*To do*
Continue the guide below on service ports and rebuilding containers, starting right after its last sentence.
---------- Text excerpt ----------
Service ports reference

The following ports are exposed on your local machine when the full stack is running:
ServiceLocal portNotes
api-gateway5000Single entry point for all API requests
user-service5001Auth, user profiles, admin accounts
task-service5002Task lifecycle and assignments
notification-service5003Email alerts via EmailJS
admin-frontend3000React admin dashboard (served by Nginx)
user-frontend5173React user interface (served by Nginx)
mongo-user27018MongoDB for user data (maps to container port 27017)
mongo-task27019MongoDB for task data (maps to container port 27017)
Inside the Compose network, services connect to MongoDB using the internal hostnames mongo-user:27017 and mongo-task:27017. The external ports 27018 and 27019 are only for direct access from tools on your host machine such as MongoDB Compass or mongosh.

Modifying and testing a service

Use this workflow any time you change source code in a backend service or a frontend. You only need to rebuild the specific container you changed — the rest of the stack keeps running.
1

Make your code changes

Edit the source files for the service you want to update. For example, modify a route handler in task-service/ or update a component in task-manager-user-frontend/src/.
2

Stop and remove the running container

Stop the container for the changed service and remove it so Docker Compose replaces it with a fresh build:
docker-compose stop task-service
docker-compose rm -f task-service
Replace task-service with the name of the service you changed. Valid service names are api-gateway, user-service, task-service, notification-service, admin-frontend, and user-frontend.
---------- Source material ----------
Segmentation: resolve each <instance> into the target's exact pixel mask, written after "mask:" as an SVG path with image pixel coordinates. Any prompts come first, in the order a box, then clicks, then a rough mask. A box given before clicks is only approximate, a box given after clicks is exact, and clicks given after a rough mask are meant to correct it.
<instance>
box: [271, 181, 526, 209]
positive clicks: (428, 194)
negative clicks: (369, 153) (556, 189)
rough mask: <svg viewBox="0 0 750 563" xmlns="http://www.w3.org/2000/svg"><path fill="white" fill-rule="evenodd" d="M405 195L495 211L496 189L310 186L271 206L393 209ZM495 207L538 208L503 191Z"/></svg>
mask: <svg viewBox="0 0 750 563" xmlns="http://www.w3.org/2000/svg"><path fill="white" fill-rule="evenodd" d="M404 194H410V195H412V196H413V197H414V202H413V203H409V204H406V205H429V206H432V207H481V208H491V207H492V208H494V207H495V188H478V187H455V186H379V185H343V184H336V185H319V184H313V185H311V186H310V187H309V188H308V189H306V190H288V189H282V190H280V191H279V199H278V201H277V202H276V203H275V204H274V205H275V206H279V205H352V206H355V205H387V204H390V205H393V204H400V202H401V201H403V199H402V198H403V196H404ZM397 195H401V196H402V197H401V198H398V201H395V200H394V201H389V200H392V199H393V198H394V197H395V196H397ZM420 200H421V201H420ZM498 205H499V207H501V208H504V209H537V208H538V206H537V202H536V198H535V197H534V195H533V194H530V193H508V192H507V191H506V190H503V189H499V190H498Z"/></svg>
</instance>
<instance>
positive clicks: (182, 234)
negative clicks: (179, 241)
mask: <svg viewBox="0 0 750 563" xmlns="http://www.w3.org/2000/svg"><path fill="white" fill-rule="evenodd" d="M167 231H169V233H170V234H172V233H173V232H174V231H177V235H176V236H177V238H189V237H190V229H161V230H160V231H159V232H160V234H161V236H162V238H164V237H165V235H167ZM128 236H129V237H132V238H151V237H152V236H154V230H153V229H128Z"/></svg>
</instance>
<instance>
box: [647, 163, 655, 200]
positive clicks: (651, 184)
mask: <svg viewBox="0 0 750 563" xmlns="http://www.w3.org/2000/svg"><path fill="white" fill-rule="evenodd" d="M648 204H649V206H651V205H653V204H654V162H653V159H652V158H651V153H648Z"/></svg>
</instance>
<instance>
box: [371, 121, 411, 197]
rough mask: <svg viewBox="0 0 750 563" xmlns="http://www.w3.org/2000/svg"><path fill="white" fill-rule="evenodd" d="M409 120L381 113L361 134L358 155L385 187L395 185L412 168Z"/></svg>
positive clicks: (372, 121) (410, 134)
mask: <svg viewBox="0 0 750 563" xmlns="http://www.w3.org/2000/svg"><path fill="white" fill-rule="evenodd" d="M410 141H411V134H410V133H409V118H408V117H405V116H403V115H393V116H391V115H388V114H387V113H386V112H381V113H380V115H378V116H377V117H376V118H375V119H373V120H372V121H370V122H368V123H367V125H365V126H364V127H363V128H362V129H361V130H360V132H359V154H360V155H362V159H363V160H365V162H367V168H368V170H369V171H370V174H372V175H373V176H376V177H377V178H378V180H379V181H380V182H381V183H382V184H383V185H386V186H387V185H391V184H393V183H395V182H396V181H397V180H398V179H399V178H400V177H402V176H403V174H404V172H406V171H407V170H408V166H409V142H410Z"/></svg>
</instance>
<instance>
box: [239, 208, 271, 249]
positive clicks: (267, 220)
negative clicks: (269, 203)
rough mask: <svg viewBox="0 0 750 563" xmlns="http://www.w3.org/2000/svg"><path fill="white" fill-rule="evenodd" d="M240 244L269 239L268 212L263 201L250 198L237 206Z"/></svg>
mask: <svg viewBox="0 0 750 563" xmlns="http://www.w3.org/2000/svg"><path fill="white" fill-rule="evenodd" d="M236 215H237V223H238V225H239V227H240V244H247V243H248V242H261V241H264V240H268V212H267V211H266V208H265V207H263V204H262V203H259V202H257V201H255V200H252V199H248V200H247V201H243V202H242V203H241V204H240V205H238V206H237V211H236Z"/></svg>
----------
*Result of the task*
3

Rebuild and restart the container

Build a new image from your updated source and start the container in detached mode:
docker-compose up -d --build task-service
The --build flag forces Docker to re-run the Dockerfile instead of using the cached image layer. The running containers for other services are not affected.
4

Verify the container is healthy

Confirm the rebuilt service started correctly:
docker-compose ps
The service should show a running or Up state. If it exited immediately, check its logs in the next step.
5

Tail the logs to confirm behavior

Stream the output of the rebuilt service to verify it connected to its database and is handling requests as expected:
docker-compose logs -f task-service
Press Ctrl+C to stop following the log stream without stopping the container.
Keep a terminal open with docker-compose logs -f <service> running while you develop. Streaming logs in real time lets you see startup errors, database connection messages, and request activity immediately after each rebuild, without having to run a separate command.

Checking container health

Run the following command at any point to see the status of all 8 containers, their uptime, and their exposed ports:
docker-compose ps
A healthy stack shows all services in a running or Up state. Any service showing Exit or Restarting indicates a startup failure — check that service’s logs for details.

Viewing logs

Stream logs from every service simultaneously:
docker-compose logs -f
Stream logs from a single service:
docker-compose logs -f <service>
Common services to inspect during development:
docker-compose logs -f user-service
docker-compose logs -f task-service
docker-compose logs -f api-gateway
docker-compose logs -f notification-service

Connecting to MongoDB directly

Both MongoDB instances expose ports on your host machine for use with a database client such as MongoDB Compass or mongosh:
DatabaseHostPortDatabase name
User databaselocalhost27018TaskManagerUser
Task databaselocalhost27019TaskManagerTask
Example connection string for the user database:
mongosh "mongodb://localhost:27018/TaskManagerUser"

Stopping the stack

To stop all containers and preserve database volumes:
docker-compose down
To stop all containers and delete all persistent data:
docker-compose down -v
docker-compose down -v permanently deletes the mongo_user_data and mongo_task_data volumes. All user records and tasks stored in the database are destroyed and cannot be recovered.